-- SOURCE MATERIAL follows --

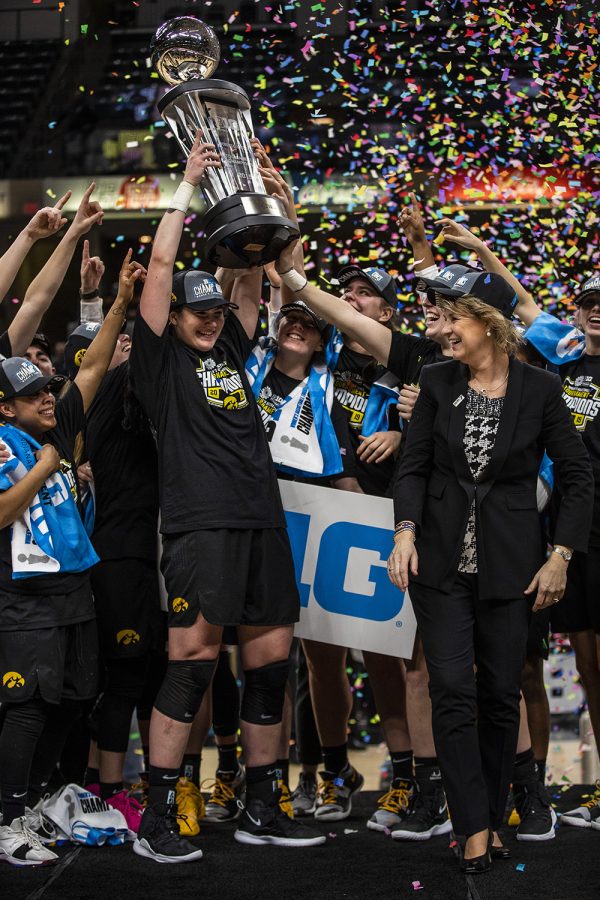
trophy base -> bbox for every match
[203,194,299,269]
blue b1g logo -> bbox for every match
[285,513,404,622]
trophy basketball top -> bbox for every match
[150,16,221,85]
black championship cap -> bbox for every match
[275,300,328,333]
[336,265,399,308]
[171,270,234,311]
[0,357,56,401]
[575,274,600,305]
[30,332,52,359]
[419,264,518,319]
[64,322,101,381]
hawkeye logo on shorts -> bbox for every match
[196,357,248,411]
[172,597,189,613]
[2,671,25,689]
[74,348,87,368]
[334,371,368,430]
[116,629,141,646]
[562,376,600,431]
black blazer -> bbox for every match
[393,357,593,600]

-- SOURCE MATERIAL concluded --

◆ **EXERCISE INSTRUCTIONS**
Find the line that contains "hawkeye logo on" in the data above. Reproduce it and every later line exactly, through the last one.

◆ **RESPONSE BELOW**
hawkeye logo on shorts -> bbox for every match
[196,357,248,411]
[172,597,189,613]
[2,671,25,689]
[74,348,87,368]
[334,371,368,430]
[116,629,141,646]
[562,376,600,431]
black blazer -> bbox for every match
[393,357,593,600]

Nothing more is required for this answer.